== WORK REQUIRED ==
Extract the line that contains "Q: innermost point of each instance of the man in white" and every line after it to the end of the records below, exactly as written and nothing else.

== GIVEN DATA ==
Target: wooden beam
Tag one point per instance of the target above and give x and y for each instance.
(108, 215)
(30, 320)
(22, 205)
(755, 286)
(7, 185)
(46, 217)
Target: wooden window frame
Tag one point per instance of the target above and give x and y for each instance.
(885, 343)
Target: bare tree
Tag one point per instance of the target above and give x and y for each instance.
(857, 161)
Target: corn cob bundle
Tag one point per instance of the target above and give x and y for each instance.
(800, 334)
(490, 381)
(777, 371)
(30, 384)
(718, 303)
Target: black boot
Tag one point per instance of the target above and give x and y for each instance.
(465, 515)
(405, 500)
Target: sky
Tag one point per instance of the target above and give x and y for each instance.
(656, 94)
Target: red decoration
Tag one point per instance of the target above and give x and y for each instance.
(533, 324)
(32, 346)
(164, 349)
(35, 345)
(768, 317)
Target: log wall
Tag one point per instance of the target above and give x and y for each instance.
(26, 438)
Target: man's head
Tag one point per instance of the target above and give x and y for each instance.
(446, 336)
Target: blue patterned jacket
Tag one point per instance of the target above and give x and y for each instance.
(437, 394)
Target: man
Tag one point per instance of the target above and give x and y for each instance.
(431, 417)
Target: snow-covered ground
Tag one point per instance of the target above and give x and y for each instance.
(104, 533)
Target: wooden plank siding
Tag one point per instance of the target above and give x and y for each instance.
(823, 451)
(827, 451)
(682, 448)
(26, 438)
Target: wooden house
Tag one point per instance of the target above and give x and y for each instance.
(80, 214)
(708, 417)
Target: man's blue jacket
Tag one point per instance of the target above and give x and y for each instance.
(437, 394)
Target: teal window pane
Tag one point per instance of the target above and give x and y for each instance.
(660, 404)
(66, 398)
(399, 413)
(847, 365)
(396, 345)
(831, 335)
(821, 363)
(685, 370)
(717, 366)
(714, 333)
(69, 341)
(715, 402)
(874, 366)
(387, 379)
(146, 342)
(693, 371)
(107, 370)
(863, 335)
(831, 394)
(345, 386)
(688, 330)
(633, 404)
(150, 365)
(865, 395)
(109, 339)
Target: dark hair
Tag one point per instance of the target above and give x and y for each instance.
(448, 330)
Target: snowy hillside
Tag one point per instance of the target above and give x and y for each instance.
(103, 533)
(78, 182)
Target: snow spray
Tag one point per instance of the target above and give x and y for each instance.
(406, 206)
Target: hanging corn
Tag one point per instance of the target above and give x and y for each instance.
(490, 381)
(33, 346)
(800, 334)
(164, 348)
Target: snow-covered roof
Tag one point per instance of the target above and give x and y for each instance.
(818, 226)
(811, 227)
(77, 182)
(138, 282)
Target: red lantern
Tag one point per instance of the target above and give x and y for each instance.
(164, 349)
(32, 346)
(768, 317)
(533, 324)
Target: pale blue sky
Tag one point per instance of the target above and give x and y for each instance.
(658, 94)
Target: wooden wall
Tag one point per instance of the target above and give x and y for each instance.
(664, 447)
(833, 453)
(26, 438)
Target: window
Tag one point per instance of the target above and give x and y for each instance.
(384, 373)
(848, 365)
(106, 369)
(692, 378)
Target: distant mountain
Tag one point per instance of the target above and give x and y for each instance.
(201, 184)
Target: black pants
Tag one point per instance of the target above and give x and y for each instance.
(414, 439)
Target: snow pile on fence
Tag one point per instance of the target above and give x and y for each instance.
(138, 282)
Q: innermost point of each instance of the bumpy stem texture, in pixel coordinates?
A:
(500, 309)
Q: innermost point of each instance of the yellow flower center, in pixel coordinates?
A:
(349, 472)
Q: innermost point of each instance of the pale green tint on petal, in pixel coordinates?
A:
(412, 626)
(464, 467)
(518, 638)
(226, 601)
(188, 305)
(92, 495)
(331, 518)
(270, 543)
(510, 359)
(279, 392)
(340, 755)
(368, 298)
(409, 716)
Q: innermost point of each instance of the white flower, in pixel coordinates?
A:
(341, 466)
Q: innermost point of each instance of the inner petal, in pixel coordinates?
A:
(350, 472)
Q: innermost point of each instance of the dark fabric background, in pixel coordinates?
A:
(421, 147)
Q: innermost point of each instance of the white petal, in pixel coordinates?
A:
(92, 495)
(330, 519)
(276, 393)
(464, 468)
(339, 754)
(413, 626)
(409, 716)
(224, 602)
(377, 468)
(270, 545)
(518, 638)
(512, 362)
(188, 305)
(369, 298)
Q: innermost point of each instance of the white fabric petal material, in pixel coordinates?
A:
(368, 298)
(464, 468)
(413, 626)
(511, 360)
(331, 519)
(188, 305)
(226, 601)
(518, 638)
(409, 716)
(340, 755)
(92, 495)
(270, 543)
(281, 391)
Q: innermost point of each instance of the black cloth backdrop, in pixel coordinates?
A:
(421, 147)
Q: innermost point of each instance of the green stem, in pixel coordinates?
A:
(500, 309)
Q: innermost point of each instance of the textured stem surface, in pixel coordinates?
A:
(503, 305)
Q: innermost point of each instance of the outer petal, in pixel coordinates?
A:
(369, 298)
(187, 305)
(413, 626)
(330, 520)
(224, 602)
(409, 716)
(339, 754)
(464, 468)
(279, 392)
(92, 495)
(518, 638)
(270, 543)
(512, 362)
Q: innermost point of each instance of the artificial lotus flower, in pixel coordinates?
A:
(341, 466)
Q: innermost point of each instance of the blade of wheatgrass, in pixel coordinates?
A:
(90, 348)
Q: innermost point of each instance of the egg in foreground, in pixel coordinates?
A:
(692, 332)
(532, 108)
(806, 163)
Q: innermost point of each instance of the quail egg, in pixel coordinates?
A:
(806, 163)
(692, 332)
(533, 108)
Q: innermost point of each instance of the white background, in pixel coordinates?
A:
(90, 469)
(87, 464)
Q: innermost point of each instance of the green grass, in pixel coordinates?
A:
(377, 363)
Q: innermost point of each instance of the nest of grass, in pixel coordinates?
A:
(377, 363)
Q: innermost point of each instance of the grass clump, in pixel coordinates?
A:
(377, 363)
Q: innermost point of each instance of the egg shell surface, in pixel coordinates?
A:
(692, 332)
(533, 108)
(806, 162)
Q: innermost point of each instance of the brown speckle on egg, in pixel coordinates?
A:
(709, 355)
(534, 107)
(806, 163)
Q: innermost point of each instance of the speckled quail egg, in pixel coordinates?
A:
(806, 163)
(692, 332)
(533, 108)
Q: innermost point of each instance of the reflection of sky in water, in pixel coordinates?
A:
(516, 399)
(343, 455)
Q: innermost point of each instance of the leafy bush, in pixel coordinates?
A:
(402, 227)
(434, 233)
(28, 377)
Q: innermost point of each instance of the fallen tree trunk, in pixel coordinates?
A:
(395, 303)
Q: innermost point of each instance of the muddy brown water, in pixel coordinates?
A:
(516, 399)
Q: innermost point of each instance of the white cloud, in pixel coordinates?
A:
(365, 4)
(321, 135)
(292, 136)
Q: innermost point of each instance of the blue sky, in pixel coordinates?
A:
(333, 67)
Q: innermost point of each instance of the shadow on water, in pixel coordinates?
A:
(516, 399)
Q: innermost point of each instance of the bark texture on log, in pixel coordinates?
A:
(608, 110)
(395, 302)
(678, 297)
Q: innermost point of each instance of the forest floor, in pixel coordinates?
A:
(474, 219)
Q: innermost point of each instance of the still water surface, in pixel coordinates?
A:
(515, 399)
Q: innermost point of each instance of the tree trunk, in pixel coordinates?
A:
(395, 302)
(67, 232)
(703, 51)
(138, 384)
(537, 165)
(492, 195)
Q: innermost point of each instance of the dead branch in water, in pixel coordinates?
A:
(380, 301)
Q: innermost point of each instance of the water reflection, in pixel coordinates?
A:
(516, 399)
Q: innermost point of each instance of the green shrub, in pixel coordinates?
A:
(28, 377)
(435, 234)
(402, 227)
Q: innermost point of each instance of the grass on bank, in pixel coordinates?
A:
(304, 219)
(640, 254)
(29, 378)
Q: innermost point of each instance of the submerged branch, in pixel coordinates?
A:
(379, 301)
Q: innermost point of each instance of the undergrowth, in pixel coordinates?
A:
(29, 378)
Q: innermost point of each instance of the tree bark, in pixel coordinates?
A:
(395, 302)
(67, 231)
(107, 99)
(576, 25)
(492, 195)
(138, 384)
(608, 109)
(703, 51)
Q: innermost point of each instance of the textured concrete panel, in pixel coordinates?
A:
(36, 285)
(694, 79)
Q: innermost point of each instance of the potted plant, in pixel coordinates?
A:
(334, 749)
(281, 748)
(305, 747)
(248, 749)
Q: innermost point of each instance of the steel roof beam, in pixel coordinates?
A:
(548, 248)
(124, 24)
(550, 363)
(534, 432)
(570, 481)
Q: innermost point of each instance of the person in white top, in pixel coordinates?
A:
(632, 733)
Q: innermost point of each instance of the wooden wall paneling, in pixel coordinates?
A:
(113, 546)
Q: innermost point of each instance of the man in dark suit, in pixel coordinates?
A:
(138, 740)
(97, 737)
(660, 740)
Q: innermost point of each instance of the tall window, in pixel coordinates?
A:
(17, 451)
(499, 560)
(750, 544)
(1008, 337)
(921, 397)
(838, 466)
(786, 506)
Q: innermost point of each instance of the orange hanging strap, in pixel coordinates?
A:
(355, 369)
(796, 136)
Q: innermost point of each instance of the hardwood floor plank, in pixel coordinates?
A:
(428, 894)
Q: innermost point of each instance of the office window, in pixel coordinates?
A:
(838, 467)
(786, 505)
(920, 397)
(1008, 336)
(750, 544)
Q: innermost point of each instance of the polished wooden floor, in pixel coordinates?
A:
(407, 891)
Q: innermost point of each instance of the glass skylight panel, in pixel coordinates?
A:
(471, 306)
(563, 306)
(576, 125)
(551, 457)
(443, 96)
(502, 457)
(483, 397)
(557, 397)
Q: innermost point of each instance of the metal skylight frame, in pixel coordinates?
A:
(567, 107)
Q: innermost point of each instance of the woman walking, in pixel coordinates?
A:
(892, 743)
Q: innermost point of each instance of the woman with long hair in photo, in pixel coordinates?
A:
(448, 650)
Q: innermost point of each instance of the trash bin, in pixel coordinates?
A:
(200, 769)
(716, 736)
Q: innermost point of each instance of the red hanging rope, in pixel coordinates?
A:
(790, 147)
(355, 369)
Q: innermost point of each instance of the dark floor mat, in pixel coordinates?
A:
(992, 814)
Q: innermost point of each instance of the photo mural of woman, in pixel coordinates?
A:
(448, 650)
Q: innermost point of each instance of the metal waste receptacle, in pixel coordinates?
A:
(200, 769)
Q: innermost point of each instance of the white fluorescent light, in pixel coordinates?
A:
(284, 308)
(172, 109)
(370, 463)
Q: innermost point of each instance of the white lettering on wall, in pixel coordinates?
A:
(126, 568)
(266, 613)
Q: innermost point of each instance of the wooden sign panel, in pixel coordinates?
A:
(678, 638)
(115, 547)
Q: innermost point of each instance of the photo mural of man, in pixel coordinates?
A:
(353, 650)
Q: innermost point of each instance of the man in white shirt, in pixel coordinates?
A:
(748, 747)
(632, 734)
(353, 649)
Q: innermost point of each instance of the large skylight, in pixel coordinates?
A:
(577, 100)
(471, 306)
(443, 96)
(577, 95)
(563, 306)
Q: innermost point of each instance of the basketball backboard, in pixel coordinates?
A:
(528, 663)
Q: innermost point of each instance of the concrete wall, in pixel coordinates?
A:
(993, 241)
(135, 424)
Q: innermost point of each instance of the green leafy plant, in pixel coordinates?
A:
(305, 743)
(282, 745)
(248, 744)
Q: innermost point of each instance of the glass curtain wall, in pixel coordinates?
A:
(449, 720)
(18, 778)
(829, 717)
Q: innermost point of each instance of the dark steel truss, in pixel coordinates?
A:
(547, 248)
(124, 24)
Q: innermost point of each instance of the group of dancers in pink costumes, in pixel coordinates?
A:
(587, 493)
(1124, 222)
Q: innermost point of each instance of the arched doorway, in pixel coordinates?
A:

== SOLUTION TO THIS TASK ==
Q: innermost point of each instance of the man in white shirt, in pixel coordinates?
A:
(748, 747)
(632, 734)
(353, 649)
Q: innermost point of each instance of the large skylight, in pixel coordinates?
A:
(577, 100)
(471, 306)
(443, 96)
(577, 95)
(563, 306)
Q: innermost point of each instance of the basketball backboard, in pixel coordinates?
A:
(528, 663)
Q: innermost point of each instance of the concrete wall, in pixel coordinates?
A:
(993, 241)
(135, 424)
Q: innermost point of each instance of the green leafy plant, in pixel coordinates?
A:
(305, 743)
(282, 745)
(248, 744)
Q: innermost point of each instance of the glass curtain wall, in pixel coordinates?
A:
(449, 720)
(18, 778)
(829, 717)
Q: innermost point of each instance of the dark steel truss, in pixel coordinates?
A:
(547, 248)
(124, 24)
Q: innermost point of each instance of the group of dancers in pink costumes, in pixel coordinates?
A:
(587, 493)
(1124, 222)
Q: innermost point of each instance of the arched doorway, in pixel coordinates?
A:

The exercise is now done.